**Directions for this task**
Starting at the line that contains "Where can the headlight", restate each line word for word through the final line of the data, keeping both ends.

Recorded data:
━━━━━━━━━━━━━━━━━━━━
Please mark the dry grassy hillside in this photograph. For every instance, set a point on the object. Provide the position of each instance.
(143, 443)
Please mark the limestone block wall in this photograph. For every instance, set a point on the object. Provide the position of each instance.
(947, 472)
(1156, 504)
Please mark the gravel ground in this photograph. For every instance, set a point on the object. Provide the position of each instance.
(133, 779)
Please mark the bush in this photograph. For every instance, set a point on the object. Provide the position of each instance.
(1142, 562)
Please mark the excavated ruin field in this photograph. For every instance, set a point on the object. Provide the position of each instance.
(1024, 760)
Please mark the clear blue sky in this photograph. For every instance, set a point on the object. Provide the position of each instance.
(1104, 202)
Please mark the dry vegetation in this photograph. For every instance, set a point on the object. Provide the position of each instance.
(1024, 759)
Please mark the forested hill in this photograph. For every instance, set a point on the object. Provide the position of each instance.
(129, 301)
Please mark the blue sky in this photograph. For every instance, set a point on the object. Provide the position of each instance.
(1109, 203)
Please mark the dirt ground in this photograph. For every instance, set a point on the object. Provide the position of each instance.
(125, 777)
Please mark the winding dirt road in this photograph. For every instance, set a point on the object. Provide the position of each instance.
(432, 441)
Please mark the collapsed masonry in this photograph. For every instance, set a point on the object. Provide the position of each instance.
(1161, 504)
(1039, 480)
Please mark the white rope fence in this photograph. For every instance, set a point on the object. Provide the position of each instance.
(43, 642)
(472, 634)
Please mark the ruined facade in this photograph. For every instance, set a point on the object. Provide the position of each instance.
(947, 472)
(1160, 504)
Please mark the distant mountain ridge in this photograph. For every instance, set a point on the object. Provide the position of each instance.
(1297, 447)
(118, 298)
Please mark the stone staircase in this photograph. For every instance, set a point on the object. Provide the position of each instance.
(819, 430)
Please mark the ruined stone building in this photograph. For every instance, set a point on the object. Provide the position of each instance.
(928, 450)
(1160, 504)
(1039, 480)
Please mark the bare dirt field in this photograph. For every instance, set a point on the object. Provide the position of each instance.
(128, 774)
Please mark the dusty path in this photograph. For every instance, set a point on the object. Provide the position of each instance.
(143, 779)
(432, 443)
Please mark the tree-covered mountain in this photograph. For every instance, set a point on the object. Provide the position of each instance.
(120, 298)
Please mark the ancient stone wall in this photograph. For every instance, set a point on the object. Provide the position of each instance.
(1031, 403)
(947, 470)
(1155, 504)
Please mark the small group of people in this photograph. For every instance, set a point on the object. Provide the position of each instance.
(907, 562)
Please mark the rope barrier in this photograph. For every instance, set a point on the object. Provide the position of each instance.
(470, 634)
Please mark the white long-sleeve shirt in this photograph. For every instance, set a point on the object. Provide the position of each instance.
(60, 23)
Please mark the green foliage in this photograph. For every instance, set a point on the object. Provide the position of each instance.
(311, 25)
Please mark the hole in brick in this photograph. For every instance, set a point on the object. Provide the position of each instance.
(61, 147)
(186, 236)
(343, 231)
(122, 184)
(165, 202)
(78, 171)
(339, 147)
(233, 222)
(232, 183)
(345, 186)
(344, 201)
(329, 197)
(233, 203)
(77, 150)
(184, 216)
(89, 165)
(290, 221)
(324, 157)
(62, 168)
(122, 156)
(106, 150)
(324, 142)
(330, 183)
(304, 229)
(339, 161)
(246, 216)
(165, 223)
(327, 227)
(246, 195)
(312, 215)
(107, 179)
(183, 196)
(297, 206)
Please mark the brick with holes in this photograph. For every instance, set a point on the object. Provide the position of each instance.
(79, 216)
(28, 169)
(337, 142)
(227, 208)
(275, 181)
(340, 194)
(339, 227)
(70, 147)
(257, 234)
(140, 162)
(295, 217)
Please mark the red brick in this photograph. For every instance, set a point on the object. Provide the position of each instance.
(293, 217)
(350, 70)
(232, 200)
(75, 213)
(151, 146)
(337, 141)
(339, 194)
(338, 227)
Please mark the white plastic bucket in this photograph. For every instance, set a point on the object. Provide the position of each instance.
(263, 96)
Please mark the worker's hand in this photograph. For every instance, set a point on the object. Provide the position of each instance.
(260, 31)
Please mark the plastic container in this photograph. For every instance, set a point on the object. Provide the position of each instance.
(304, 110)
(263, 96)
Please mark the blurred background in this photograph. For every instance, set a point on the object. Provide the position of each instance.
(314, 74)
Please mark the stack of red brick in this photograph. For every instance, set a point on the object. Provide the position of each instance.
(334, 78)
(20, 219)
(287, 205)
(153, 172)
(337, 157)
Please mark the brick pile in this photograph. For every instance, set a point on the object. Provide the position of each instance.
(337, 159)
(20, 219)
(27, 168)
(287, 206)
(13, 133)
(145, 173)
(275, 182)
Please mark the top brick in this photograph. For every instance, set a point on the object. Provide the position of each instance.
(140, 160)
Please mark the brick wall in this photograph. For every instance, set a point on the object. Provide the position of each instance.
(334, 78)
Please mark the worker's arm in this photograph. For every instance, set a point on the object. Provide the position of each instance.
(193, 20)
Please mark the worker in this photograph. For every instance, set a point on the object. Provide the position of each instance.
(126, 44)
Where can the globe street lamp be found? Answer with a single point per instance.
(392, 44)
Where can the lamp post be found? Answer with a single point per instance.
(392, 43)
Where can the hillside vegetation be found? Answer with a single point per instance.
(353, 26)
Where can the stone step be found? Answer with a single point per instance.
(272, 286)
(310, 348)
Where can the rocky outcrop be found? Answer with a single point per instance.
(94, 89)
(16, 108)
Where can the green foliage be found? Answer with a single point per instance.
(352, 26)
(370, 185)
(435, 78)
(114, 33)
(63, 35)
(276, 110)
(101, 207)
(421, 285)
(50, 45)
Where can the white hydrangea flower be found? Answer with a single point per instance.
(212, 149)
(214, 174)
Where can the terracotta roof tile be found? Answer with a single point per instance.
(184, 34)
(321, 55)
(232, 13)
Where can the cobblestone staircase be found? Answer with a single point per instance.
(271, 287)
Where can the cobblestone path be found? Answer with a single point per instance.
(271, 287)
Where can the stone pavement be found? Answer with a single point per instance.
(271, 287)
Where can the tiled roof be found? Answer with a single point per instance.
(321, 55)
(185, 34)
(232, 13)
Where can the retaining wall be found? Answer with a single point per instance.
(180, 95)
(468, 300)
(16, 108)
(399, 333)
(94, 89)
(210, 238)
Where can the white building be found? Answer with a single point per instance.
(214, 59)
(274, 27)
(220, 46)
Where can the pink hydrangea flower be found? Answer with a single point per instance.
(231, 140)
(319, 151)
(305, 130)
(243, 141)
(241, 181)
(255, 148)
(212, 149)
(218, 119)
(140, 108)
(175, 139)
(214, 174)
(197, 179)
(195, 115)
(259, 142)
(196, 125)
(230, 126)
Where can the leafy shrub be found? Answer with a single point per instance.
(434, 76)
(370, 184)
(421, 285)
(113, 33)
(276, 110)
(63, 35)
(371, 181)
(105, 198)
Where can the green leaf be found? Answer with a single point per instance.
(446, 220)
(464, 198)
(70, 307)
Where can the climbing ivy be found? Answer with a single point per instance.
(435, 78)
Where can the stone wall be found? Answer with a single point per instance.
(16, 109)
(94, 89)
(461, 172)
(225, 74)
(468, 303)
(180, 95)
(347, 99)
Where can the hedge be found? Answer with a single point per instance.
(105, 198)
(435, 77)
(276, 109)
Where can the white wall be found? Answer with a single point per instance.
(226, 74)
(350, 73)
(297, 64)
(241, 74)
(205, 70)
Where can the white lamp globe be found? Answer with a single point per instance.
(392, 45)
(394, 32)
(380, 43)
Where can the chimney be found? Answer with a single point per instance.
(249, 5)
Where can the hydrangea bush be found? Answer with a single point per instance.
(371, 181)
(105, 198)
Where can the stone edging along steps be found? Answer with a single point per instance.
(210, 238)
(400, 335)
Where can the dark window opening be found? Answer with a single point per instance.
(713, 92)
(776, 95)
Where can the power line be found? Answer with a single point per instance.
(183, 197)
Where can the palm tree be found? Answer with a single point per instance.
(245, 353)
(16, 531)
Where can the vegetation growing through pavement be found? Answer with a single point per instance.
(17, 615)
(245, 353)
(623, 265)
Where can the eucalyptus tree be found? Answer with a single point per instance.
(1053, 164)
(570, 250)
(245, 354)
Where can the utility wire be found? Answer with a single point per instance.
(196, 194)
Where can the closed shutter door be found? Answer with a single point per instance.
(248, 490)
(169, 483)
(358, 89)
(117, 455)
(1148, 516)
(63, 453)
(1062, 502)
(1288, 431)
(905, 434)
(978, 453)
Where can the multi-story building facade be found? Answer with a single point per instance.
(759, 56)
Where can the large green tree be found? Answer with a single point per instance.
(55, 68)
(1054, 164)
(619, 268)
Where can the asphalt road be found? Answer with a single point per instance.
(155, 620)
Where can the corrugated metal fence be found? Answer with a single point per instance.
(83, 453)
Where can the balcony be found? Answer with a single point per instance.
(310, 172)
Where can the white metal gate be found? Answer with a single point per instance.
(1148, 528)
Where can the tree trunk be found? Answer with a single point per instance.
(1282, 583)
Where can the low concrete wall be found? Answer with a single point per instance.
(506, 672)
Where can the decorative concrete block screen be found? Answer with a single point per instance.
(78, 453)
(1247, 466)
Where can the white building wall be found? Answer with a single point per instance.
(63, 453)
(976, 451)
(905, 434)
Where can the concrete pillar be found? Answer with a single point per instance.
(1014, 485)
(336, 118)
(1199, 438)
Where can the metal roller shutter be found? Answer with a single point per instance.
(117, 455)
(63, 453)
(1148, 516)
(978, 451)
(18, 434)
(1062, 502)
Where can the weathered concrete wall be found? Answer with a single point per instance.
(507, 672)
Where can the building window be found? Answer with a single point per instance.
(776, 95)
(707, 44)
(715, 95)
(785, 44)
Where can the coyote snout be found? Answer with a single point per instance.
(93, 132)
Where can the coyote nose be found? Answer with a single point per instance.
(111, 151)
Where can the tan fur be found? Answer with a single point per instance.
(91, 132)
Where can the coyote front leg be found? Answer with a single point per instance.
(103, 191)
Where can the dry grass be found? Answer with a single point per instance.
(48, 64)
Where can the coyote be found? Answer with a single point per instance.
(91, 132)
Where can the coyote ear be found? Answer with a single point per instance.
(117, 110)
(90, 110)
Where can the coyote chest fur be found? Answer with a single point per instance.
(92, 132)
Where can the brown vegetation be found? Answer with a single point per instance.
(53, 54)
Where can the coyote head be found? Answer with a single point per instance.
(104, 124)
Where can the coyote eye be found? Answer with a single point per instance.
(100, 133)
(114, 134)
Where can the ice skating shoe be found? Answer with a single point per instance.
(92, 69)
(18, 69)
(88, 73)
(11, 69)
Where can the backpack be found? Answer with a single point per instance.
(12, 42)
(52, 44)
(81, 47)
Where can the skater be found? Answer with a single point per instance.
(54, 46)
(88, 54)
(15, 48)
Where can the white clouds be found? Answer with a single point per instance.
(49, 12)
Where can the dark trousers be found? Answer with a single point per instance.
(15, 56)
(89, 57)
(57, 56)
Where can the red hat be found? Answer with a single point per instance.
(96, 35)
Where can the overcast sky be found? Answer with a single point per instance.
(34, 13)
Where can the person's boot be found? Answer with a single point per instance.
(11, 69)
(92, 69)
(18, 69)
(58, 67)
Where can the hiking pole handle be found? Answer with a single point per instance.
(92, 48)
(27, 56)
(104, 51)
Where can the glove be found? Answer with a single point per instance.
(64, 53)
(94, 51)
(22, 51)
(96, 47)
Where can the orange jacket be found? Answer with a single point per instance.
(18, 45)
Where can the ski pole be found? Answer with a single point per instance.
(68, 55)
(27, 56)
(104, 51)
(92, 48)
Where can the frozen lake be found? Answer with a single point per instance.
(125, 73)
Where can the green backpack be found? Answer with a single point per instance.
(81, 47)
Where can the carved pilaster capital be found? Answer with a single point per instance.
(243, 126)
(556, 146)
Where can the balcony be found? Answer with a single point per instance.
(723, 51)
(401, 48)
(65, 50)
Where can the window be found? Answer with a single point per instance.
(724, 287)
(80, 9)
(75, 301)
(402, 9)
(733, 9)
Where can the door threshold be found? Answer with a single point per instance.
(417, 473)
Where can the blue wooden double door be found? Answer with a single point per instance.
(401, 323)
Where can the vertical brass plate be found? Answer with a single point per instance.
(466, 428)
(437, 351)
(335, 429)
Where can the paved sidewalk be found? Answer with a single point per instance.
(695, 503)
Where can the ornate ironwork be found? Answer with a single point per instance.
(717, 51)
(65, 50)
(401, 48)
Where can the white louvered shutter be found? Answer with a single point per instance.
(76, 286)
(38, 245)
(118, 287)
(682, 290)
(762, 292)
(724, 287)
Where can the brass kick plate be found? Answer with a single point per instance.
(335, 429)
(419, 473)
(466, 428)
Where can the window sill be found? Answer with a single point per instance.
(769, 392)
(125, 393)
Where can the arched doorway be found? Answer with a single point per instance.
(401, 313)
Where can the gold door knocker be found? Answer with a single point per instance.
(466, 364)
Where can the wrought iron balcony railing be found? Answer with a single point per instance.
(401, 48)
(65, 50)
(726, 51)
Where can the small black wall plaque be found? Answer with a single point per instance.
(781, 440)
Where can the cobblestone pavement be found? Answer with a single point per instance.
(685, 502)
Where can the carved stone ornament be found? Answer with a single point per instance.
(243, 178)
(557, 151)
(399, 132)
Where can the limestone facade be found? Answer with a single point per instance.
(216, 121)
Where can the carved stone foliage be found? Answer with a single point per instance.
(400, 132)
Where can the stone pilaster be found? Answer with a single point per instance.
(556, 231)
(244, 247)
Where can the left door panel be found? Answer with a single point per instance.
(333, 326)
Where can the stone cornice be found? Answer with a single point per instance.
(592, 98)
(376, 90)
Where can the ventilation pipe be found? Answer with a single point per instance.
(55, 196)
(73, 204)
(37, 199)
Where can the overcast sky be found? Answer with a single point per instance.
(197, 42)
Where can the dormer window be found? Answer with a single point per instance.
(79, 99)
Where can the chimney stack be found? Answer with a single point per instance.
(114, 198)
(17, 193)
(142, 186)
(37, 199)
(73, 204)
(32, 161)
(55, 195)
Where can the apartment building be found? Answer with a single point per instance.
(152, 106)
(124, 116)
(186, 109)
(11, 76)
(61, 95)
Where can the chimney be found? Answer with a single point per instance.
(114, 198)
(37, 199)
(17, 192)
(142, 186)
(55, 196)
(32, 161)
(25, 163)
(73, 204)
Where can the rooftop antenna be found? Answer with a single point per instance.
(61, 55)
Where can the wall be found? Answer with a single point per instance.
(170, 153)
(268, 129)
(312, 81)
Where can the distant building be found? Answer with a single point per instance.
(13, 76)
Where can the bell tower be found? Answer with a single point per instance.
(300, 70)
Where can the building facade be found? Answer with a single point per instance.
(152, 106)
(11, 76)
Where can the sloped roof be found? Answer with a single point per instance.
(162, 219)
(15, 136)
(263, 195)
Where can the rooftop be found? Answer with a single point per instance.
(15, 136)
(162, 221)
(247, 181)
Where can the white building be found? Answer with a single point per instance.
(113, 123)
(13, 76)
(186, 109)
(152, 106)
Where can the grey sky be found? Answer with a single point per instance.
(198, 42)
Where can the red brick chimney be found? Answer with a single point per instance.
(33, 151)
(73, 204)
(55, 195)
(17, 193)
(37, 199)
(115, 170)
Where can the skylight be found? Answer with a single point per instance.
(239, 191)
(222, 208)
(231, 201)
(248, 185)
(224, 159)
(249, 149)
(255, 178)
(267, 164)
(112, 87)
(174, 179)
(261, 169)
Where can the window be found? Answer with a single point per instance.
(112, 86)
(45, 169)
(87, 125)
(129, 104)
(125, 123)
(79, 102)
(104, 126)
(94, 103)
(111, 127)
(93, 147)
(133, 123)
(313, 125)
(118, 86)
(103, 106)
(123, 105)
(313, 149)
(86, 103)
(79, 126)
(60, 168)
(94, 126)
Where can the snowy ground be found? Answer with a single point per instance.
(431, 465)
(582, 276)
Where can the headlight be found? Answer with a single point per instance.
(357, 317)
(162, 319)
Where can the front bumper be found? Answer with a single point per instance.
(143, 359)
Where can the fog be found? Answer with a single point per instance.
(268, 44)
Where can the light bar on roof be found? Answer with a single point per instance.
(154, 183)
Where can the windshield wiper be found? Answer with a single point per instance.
━━━━━━━━━━━━━━━━━━━━
**Exercise response**
Where can the headlight be found? Answer with a single point per instance.
(357, 317)
(162, 319)
Where can the front bumper be found? Answer with a single point per instance.
(143, 359)
Where can the fog be found? Answer with a single point per instance.
(268, 44)
Where can the light bar on roof be found? Answer with a single point per instance.
(154, 183)
Where can the windshield wiper be found? Answer with a single point per instance.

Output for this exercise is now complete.